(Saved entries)
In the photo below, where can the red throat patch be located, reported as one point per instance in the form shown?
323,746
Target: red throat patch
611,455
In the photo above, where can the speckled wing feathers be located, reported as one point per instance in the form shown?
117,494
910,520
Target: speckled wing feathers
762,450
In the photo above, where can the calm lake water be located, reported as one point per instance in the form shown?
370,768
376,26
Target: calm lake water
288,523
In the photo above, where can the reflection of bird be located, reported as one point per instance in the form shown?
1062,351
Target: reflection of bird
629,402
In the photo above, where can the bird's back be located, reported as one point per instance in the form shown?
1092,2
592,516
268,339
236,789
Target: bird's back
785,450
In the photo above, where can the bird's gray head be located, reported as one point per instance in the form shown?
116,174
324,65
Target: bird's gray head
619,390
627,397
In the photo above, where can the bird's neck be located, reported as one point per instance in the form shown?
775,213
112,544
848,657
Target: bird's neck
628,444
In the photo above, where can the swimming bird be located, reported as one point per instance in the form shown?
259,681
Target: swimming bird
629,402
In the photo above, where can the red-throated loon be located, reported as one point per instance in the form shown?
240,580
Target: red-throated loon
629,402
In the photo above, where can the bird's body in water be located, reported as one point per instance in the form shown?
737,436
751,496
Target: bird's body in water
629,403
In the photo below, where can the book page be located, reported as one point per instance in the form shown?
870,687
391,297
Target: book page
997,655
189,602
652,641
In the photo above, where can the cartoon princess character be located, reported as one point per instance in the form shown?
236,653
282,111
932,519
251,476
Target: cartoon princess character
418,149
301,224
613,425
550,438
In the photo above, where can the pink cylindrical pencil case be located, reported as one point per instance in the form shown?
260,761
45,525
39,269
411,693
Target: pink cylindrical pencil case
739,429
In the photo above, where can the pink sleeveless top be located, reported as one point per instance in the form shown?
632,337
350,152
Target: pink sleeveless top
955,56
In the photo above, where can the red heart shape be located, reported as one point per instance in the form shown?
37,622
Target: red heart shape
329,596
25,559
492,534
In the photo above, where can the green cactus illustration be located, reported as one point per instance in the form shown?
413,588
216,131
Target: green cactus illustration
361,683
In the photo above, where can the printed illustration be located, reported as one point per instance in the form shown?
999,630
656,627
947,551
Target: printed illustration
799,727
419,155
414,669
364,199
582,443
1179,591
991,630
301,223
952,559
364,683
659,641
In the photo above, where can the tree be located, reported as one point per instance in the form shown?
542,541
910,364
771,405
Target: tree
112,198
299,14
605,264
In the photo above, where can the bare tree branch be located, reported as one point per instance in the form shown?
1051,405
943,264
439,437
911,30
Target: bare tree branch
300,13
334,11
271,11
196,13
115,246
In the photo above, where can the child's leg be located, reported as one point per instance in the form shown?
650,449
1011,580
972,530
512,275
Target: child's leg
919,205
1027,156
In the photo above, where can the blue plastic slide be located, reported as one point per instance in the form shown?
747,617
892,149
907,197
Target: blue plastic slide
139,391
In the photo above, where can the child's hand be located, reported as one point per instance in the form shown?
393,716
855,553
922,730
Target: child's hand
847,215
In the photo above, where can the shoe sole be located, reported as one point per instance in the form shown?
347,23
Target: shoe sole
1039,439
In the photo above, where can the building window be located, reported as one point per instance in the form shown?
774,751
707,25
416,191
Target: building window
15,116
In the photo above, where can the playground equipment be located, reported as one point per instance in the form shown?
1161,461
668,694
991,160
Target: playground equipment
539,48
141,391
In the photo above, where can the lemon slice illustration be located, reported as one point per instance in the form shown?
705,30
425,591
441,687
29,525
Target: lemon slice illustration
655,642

* What needs to be done *
Quote all of the entries verbatim.

* The completed task *
In the photo below, where can the red throat patch be located, reported as one point per instance in the form shown?
323,746
Target: red throat patch
611,455
In the photo above, where can the speckled wing feathers be located, reported as one point per instance in the form shown?
117,494
910,520
Target: speckled wing feathers
762,450
In the photo above, where can the calm lake water be located, reported as one point per instance in the form shown?
370,768
376,26
Target: calm lake water
288,523
In the photo above, where can the reflection of bird be located, reported as one point per instance in the form shown?
1062,351
Target: reflection of bird
629,402
In the photo above, where can the bird's back be located, reported as one point per instance in the form shown?
1092,2
592,516
268,339
236,789
Target: bird's back
785,450
In the photo above, where can the bird's gray head be located, reported as one point per instance in the form shown?
116,174
324,65
Target: bird's gray head
619,390
627,397
In the photo above, where can the bird's neck be located, reported as one point per instance in the form shown?
775,213
112,544
848,657
Target: bird's neck
628,444
In the photo above, where can the swimming bird be located, reported as one point per instance in the form shown?
259,681
Target: swimming bird
629,402
In the photo above, where can the red-throated loon be located, reported as one point per instance in the form shown?
240,580
Target: red-throated loon
629,402
In the photo above, where can the bird's body in water be located, reported as one point per instance in the form shown?
737,436
751,496
Target: bird's body in water
629,403
In the photo below, where can the book page be located, reported as one point per instance in the form shown?
870,687
391,297
Target: book page
997,655
189,602
652,641
In the photo above, where can the cartoon princess character be located, reported as one point per instance in the form shown?
236,653
282,111
932,519
251,476
Target: cartoon princess character
418,149
301,224
613,425
550,438
In the photo above, where can the pink cylindrical pencil case be located, reported as one point per instance in the form shown?
260,761
45,525
39,269
411,693
Target: pink cylindrical pencil case
739,429
In the photo above, where can the pink sleeveless top be located, reported as one point per instance in the form shown?
632,337
350,152
Target: pink sleeveless top
955,56
In the photo above, where can the red heart shape be located, reported as one point per instance in the form shown?
37,622
Target: red heart shape
329,596
25,559
492,534
In the photo above, where can the green cactus illustration be located, reported as one point per instance in the form shown?
413,588
216,131
Target: green cactus illustration
361,683
In the photo above, where can the printed illustration be located, reported as one point per instance in the form shown?
999,630
656,627
947,551
Target: printed illustration
799,727
419,155
414,669
364,199
582,443
1179,591
991,630
301,223
952,559
364,683
659,641
In the photo above, where can the tree be located, reported as one point per instance in the form shown?
542,541
910,364
771,405
Target: tree
112,198
299,14
605,264
In the photo above, where can the bare tree branch be located, reported as one point per instance in the form shown?
1051,405
943,264
439,437
911,30
Target: bare tree branch
300,13
334,11
271,11
196,13
115,246
In the photo above, where can the child's leg be located, reported as one point per instance in the form shown?
650,449
1011,580
972,530
512,275
Target: child's leg
919,205
1027,156
In the photo above, where can the blue plastic slide be located, reported as one point per instance in the form shown?
747,617
892,149
907,197
Target: blue plastic slide
139,391
In the photo above, where can the child's hand be located, reported as one point per instance in the form shown?
393,716
855,553
922,730
Target: child's hand
847,215
In the photo above, where can the shoe sole be located, reported as one point per instance in the form shown?
347,23
Target: shoe sole
1039,439
In the photo above, where can the building window be located, reported as one point per instance in the form shown?
774,751
707,25
416,191
Target: building window
15,116
In the photo above, where can the playground equipment be located, reported as one point per instance in the form shown?
1161,461
668,694
991,160
Target: playground equipment
539,48
141,391
In the photo above, where can the lemon slice illustration be located, reported as one point per instance in the form shown?
705,30
425,591
441,687
29,525
Target: lemon slice illustration
655,642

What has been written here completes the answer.